***** Supplied material
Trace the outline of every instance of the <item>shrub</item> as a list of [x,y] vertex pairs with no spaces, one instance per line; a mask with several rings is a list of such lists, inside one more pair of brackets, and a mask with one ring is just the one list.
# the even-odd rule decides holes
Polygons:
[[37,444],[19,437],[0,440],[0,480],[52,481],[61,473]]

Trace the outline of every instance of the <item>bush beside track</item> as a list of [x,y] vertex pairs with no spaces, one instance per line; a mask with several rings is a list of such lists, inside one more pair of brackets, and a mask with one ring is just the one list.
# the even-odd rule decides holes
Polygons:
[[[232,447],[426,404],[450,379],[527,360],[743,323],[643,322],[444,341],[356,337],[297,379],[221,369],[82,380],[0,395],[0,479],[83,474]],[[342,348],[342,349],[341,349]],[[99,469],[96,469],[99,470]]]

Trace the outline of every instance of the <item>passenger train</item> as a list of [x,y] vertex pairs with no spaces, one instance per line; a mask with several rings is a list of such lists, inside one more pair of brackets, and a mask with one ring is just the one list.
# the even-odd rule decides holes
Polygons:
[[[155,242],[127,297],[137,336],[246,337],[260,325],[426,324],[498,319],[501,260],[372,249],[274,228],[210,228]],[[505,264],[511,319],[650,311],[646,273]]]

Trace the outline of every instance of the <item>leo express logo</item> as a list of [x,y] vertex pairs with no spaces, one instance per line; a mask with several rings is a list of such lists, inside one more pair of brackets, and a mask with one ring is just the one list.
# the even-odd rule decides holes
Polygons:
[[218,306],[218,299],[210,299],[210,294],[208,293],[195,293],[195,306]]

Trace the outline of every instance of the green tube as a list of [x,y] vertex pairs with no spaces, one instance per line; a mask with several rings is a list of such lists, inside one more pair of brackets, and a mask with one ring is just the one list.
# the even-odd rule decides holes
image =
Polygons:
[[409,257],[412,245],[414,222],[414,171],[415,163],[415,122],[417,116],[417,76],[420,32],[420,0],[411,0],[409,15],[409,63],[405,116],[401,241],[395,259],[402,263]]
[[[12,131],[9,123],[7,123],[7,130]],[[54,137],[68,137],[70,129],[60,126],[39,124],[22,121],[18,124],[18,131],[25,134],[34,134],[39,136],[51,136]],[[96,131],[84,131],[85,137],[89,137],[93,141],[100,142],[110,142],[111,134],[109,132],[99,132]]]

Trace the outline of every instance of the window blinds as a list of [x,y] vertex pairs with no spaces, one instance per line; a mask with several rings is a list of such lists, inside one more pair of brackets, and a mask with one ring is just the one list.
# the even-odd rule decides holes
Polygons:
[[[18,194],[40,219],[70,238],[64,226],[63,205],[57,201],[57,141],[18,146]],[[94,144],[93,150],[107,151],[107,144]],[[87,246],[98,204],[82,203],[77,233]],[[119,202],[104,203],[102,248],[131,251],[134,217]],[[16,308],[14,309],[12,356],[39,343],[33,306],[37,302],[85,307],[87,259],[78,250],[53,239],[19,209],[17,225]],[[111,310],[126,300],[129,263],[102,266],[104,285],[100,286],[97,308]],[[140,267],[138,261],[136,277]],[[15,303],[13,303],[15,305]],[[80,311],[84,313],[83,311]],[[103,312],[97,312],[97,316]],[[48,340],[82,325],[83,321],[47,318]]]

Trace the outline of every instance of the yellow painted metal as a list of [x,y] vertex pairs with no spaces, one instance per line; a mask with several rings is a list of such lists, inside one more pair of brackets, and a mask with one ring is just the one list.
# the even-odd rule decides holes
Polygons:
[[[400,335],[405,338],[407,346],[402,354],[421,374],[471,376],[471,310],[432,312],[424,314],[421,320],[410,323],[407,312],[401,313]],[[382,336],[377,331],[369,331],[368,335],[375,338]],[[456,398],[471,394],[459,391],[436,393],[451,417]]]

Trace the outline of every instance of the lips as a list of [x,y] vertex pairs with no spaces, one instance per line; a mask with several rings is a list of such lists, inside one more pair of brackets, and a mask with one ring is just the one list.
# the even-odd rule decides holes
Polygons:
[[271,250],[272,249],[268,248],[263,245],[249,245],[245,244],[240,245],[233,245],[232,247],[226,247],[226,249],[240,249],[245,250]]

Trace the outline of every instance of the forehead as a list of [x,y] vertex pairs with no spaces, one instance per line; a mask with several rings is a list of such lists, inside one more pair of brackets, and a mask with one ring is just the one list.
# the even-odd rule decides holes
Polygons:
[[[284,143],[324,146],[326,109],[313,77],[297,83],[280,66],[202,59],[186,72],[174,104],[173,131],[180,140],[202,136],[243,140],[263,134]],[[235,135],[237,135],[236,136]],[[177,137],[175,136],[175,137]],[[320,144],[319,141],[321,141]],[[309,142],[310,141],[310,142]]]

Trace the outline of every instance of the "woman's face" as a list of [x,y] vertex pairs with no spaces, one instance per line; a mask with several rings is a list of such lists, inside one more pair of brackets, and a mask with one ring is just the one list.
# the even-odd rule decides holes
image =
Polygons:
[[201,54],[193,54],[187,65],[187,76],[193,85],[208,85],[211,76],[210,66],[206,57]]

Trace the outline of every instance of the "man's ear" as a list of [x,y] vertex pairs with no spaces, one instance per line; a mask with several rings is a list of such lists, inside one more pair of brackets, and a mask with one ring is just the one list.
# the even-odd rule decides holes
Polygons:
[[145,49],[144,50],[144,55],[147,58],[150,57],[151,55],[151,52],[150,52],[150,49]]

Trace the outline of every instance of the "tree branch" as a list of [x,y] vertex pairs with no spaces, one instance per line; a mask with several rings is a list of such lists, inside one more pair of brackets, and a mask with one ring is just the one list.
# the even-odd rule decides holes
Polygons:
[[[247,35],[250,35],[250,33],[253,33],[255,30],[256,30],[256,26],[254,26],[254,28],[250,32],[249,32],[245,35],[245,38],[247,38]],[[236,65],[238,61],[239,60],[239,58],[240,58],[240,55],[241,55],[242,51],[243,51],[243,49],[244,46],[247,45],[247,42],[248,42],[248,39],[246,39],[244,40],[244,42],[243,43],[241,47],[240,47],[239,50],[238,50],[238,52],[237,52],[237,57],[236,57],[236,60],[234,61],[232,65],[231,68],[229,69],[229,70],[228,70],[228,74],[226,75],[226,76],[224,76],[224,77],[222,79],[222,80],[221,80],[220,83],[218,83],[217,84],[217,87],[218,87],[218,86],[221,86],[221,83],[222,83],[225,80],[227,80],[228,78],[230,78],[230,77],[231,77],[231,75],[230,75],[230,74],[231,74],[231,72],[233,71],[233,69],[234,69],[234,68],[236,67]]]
**********
* Objective
Copy every one of the records above, keeping each character the same.

* Expected output
Trace the outline of every instance of the <item>shrub</item> as a list of [x,y] vertex pairs with no spaces, one instance per line; a mask with several rings is a list of such lists, inside one more pair of brackets, and a mask with one ring is just the one list.
# the even-odd rule decides holes
Polygons:
[[37,444],[19,437],[0,440],[0,480],[52,481],[61,473]]

Trace the outline of every instance of the <item>bush beside track</item> as a list of [x,y] vertex pairs with no spaces, one instance per line; a mask with several rings is a list of such lists, inside one more pair of brackets, and a mask with one ring is just the one list.
# the even-odd rule decides holes
Polygons:
[[[232,447],[426,404],[450,379],[527,360],[743,323],[643,322],[444,341],[356,337],[297,379],[221,369],[82,380],[0,395],[0,479],[83,474]],[[342,348],[342,349],[341,349]],[[99,469],[96,469],[99,470]]]

Trace the outline of every instance of the <item>passenger train</item> as a list of [x,y] vertex pairs with no spaces, one instance per line; a mask with several rings is a list of such lists, inside one more pair of brackets, and a mask with one ring is just the one list.
# the even-odd rule decides holes
Polygons:
[[[155,242],[127,297],[137,336],[246,337],[260,325],[426,324],[498,319],[501,260],[372,249],[274,228],[210,228]],[[505,264],[511,319],[650,311],[646,273]]]

Trace the outline of every instance of the <item>leo express logo</item> as a list of [x,y] vertex pairs with no spaces, one instance per line; a mask with several rings is a list of such lists, inside one more pair of brackets, and a mask with one ring is just the one list.
# the even-odd rule decides holes
Polygons:
[[218,306],[218,299],[210,299],[210,294],[208,293],[195,293],[195,306]]

Trace the outline of every instance of the green tube as a list of [x,y] vertex pairs with no spaces, one instance per line; a mask with several rings is a list of such lists, inside one more pair of brackets, and a mask with one ring is just the one list.
# the even-odd rule decides holes
image =
Polygons:
[[409,257],[412,245],[414,222],[414,171],[415,163],[415,122],[417,116],[417,76],[420,32],[420,0],[411,0],[409,15],[409,63],[405,116],[401,241],[395,259],[402,263]]
[[[12,131],[9,123],[7,123],[7,130]],[[54,137],[68,137],[70,129],[60,126],[39,124],[22,121],[18,124],[18,131],[25,134],[34,134],[39,136],[51,136]],[[96,131],[84,131],[85,137],[89,137],[93,141],[100,142],[110,142],[111,134],[109,132],[99,132]]]

Trace the outline of every instance of the window blinds as a list of [x,y] vertex pairs with no spaces, one instance per line; a mask with several rings is a list of such lists, inside one more pair of brackets, and a mask with one ring is just the one list.
# the even-odd rule decides holes
Polygons:
[[[18,194],[40,219],[70,238],[64,226],[63,205],[57,201],[57,141],[18,146]],[[94,144],[93,150],[107,151],[107,144]],[[87,246],[98,204],[82,203],[77,233]],[[119,202],[104,203],[102,248],[131,251],[134,217]],[[16,308],[14,309],[12,356],[39,343],[33,306],[37,302],[85,307],[87,259],[78,250],[53,239],[19,209],[17,225]],[[111,310],[126,300],[129,263],[102,266],[104,285],[100,286],[97,308]],[[140,267],[138,261],[136,277]],[[15,303],[13,303],[15,305]],[[80,311],[84,313],[83,311]],[[103,312],[97,312],[97,316]],[[48,340],[82,325],[83,321],[47,318]]]

Trace the outline of every instance of the yellow painted metal as a list of [x,y] vertex pairs with no spaces, one instance per line; a mask with several rings is a list of such lists, inside one more pair of brackets, and a mask with one ring is just the one list.
# the even-odd rule decides holes
Polygons:
[[[400,335],[405,338],[407,346],[402,354],[421,374],[471,376],[471,310],[432,312],[424,314],[421,320],[410,323],[407,312],[401,313]],[[382,336],[377,331],[369,331],[368,335],[375,338]],[[456,398],[471,394],[459,391],[436,393],[451,417]]]

Trace the outline of every instance of the lips as a list of [x,y] vertex pairs with no spaces, one instance per line; a mask with several rings is a list of such lists, inside one more pair of brackets, and a mask with one ring is just the one list.
# the even-odd rule decides holes
Polygons:
[[271,250],[272,249],[268,248],[263,245],[249,245],[245,244],[240,245],[233,245],[232,247],[226,247],[226,249],[240,249],[245,250]]

Trace the outline of every instance of the forehead as a list of [x,y] vertex pairs with no spaces, one instance per line; a mask with several rings is a list of such lists, inside one more pair of brackets, and a mask with one ring is just the one list.
# the even-odd rule decides holes
Polygons:
[[[284,143],[324,146],[326,109],[313,77],[297,83],[280,66],[202,59],[186,72],[174,104],[173,131],[180,140],[202,136],[243,140],[263,134]],[[235,135],[237,135],[236,136]],[[177,137],[175,136],[175,137]],[[320,144],[319,141],[321,141]],[[309,142],[310,141],[310,142]]]

Trace the outline of every instance of the "woman's face" as a list of [x,y] vertex pairs with no spaces, one instance per line; a mask with several rings is a list of such lists, inside one more pair of brackets, and a mask with one ring is just the one list.
# the even-odd rule decides holes
image =
Polygons:
[[201,54],[193,54],[187,65],[187,76],[193,85],[208,85],[211,76],[210,66],[206,57]]

Trace the outline of every instance of the "man's ear" as a list of [x,y] vertex pairs with no spaces, one instance per line; a mask with several rings is a list of such lists, inside one more pair of brackets, and a mask with one ring is just the one list.
# the even-odd rule decides holes
Polygons:
[[145,49],[144,50],[144,55],[147,58],[150,57],[151,55],[151,52],[150,52],[150,49]]

Trace the outline of every instance of the "tree branch" as a list of [x,y] vertex pairs with no spaces, one instance per line; a mask with several rings is a list of such lists, inside one more pair of brackets, and a mask with one ring is just the one list.
# the even-odd rule decides holes
Polygons:
[[[247,35],[250,35],[250,33],[253,33],[255,30],[256,30],[256,26],[254,26],[254,28],[250,32],[249,32],[245,35],[245,38],[247,38]],[[236,65],[238,61],[239,60],[239,58],[240,58],[240,55],[241,55],[242,51],[243,51],[243,49],[244,46],[247,45],[247,42],[248,42],[248,39],[246,39],[244,40],[244,42],[243,43],[241,47],[240,47],[239,50],[238,50],[238,52],[237,52],[237,57],[236,57],[236,60],[234,61],[232,65],[231,68],[229,69],[229,70],[228,70],[228,74],[226,75],[226,76],[224,76],[224,77],[222,79],[222,80],[221,80],[220,83],[218,83],[217,84],[217,87],[218,87],[218,86],[221,86],[221,83],[222,83],[225,80],[227,80],[228,78],[230,78],[230,77],[231,77],[231,75],[230,75],[230,74],[231,74],[231,72],[233,71],[233,69],[234,69],[234,68],[236,67]]]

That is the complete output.